### Task
Please copy all of the material below word for word, leaving out the pictures.

### Extracted material
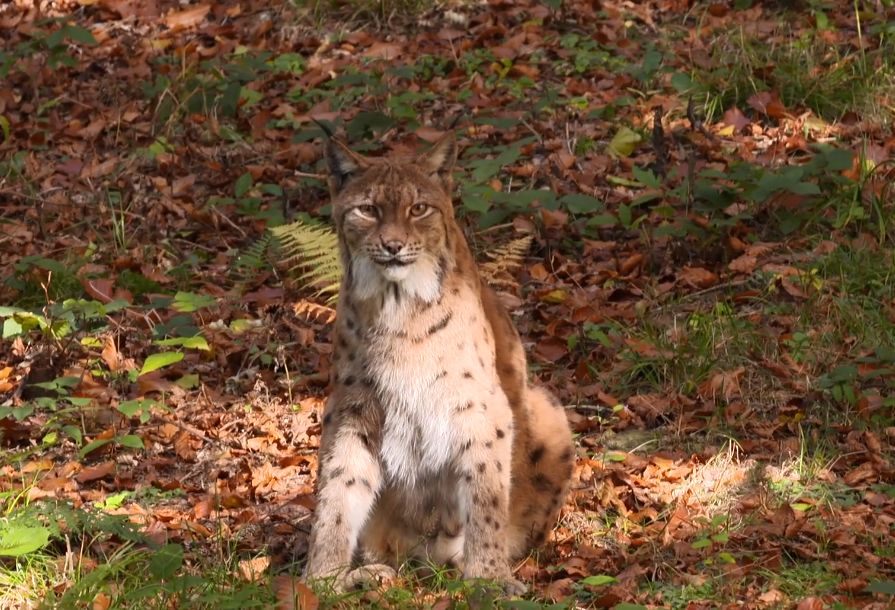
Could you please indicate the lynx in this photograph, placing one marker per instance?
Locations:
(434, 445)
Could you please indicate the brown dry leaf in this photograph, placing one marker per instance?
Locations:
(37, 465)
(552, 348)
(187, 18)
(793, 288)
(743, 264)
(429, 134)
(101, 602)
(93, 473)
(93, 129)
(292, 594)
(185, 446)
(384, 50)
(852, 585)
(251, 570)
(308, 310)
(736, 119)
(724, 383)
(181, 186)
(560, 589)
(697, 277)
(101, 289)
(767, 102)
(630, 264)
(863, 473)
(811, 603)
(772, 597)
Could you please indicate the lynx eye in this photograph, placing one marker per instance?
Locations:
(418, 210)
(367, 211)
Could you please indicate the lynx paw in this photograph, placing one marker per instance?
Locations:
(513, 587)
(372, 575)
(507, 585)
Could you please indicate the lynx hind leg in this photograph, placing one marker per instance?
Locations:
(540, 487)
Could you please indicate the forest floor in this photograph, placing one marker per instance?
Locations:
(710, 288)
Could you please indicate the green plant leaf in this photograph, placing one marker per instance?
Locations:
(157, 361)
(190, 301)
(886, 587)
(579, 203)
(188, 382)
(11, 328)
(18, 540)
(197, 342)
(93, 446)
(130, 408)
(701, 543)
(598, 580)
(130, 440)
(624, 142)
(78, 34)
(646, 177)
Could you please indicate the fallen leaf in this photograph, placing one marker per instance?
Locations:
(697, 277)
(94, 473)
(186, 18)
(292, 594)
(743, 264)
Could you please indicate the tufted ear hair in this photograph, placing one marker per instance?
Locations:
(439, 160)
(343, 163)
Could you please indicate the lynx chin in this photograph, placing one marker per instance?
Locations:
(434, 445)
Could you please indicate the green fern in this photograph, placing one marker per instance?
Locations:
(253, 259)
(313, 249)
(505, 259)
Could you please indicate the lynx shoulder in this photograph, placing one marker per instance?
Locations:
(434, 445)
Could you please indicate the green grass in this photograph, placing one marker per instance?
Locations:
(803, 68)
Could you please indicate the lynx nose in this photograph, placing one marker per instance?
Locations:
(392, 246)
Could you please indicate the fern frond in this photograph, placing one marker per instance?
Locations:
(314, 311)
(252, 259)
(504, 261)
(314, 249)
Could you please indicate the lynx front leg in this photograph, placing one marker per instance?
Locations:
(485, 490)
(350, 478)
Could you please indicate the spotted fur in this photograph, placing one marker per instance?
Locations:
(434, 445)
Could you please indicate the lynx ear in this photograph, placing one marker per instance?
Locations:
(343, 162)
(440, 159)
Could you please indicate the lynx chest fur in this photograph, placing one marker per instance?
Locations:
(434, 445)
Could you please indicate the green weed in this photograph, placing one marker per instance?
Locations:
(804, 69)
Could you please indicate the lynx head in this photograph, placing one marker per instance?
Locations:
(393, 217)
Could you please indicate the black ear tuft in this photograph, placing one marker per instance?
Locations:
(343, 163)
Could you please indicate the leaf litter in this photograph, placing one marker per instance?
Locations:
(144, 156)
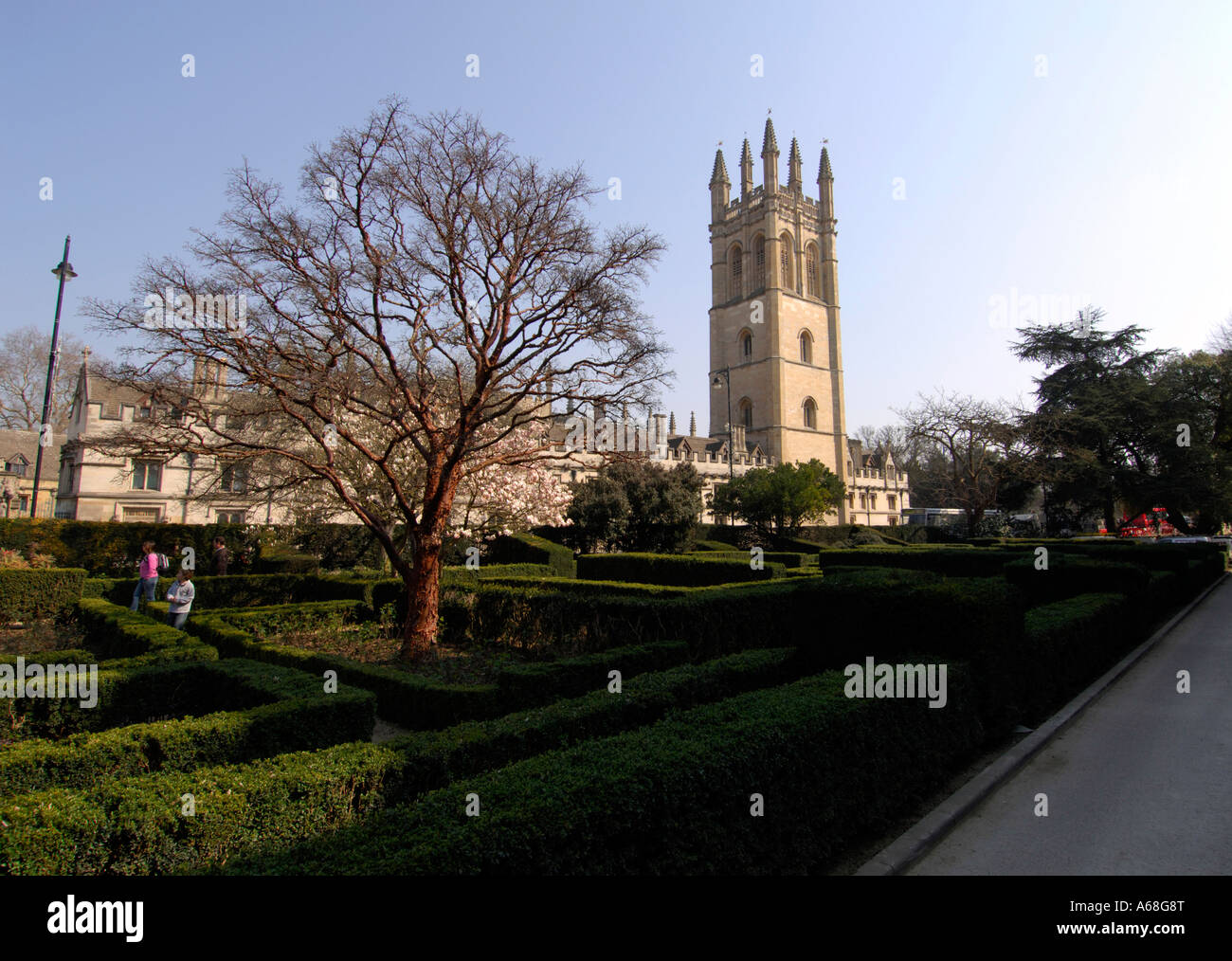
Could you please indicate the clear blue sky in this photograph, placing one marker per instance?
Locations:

### Response to this exercise
Could you please indicate the lynx in this photograph, placing one marker per instance?
Locations:
(434, 445)
Could you please indicate the brown dry leaf in this photograph, placing one marker per instance?
Locations:
(37, 465)
(552, 348)
(187, 18)
(793, 288)
(743, 264)
(429, 134)
(101, 602)
(93, 473)
(93, 129)
(292, 594)
(185, 446)
(384, 50)
(852, 585)
(251, 570)
(308, 310)
(736, 119)
(724, 383)
(181, 186)
(560, 589)
(697, 277)
(101, 289)
(767, 102)
(630, 264)
(863, 473)
(811, 603)
(772, 597)
Could you please indicate the lynx eye in this photograph, placing one marker per instance?
Locations:
(418, 210)
(367, 211)
Could you please indicate the lynx paw in this photograph, placing one marker per instance?
Locations:
(513, 587)
(372, 575)
(507, 585)
Could you please indicate the lynx hind leg in this photograph, placing one marker per instance?
Locations:
(540, 487)
Could you please indicate the forest floor in this photograph, placing one marker per instance?
Locations:
(710, 288)
Could you please indicate the green plant leaf in this photograph, placing one marker per instance?
Locations:
(157, 361)
(190, 301)
(886, 587)
(579, 203)
(188, 382)
(11, 328)
(18, 540)
(197, 342)
(93, 446)
(130, 408)
(701, 543)
(598, 580)
(130, 440)
(624, 142)
(78, 34)
(646, 177)
Could you please indicate the fallen leaf in this photograph, placing one marker per instance?
Locations:
(697, 277)
(94, 473)
(186, 18)
(292, 594)
(743, 264)
Could you please indicate the tufted ear hair in this photograph, placing one marker per instance?
Locations:
(439, 160)
(343, 163)
Could you please indicate the lynx chin in this photograph, placing one marker per instance?
Locations:
(434, 445)
Could you please indicate the green fern in this photograph, placing one marker per instance?
Locations:
(253, 259)
(313, 249)
(505, 259)
Could you please indicate the lynx shoulder in this photograph, placing one marker per instance?
Locations:
(434, 445)
Could you please indicate the green grass in this photograph, placing one marker per instance?
Locations:
(803, 68)
Could you please indicate the lynx nose in this photograph, placing one marker per instance?
Locations:
(392, 246)
Could you please indicate the fern frond in this photograph, placing one marker per instance?
Locations:
(314, 311)
(252, 259)
(504, 261)
(314, 249)
Could you please indicate the lynx front leg in this photograph, placing one marker per instance?
Locations:
(485, 490)
(350, 478)
Could you please indicate the spotted fur in this photograph, placing one marker per instance?
Locations:
(434, 445)
Could you please indicate the lynx ear in this photograph, placing one marker per instance?
Locations:
(343, 162)
(440, 159)
Could you please indicate the lynx chest fur in this photograph, placing one marker per instance?
Locations:
(434, 445)
Could you please indicate the green weed in this photograph, placing one marker per instance?
Locations:
(804, 69)
Could you please indicate the lynx head in this photograph, placing one marker per instance?
Locations:
(393, 217)
Could you please indicate the black ear tuft in this photograph, placing one marker per instance?
Locations:
(343, 163)
Could you please indicate the leaf litter in this photograph, placing one marker per instance?
Locations:
(144, 156)
Could you please indicate the clear blue sky in this photograph, placing one marker per instance?
Locations:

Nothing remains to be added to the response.